• [To do]
Using the Hot Money film summary, answer the following:
1. Who directed the film?
2. On what date did Warner Bros. release it?
3. What is the name of the stenographer that Chick hires?

• [Supplied passage]
----

Hot Money is a 1936 American comedy film directed by William C. McGann and written by William Jacobs. The film stars Ross Alexander, Beverly Roberts, Joseph Cawthorn, Paul Graetz, Andrew Tombes and Cy Kendall. The film was released by Warner Bros. on July 18, 1936. It was based on the play of the same name by Aben Kandel who also co-wrote the screenplay. The story was used twice before in films as High Pressure (1932) and a French speaking version in the same year Le bluffeur.

Plot
A possibly crazy scientist has apparently invented a formula that can turn water into gasoline. Despite his reluctance, businessman Dourfuss is convinced by con artist Willie to provide seed money. Willie then recruits his pal, fast-talking sharpie Chick Randall, to seek out investors and help sell the product to the public. Chick hires a bunch of derelicts with names like Vanderbilt and Ford to act as the board of directors, as well as a pretty stenographer, Grace Lane. She initially thinks the whole thing is a scam, but a demonstration convinces her it's on the level; in time, they fall in love. But things take an ugly turn when the initial supply runs out and the scientist has disappeared.

----

Object position labeling entries
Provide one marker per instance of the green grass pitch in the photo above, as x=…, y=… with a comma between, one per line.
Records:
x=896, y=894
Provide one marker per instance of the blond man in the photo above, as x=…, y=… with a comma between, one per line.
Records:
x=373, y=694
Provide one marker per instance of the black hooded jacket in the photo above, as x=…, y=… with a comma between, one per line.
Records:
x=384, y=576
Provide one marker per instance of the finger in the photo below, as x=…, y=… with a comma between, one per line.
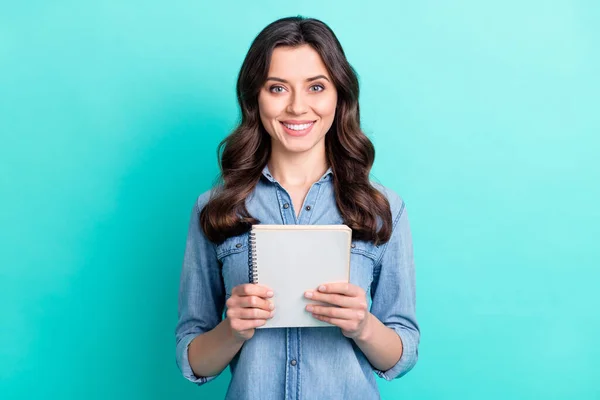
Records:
x=344, y=324
x=242, y=325
x=346, y=288
x=336, y=312
x=337, y=299
x=256, y=302
x=251, y=289
x=249, y=313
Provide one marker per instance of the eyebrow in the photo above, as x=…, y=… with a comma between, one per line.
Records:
x=273, y=78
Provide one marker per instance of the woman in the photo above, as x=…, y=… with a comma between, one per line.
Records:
x=298, y=157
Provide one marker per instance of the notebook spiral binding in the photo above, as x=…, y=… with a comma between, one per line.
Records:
x=252, y=267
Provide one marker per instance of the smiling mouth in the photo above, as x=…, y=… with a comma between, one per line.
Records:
x=298, y=129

----

• [Response to this exercise]
1. William C. McGann
2. July 18, 1936
3. Grace Lane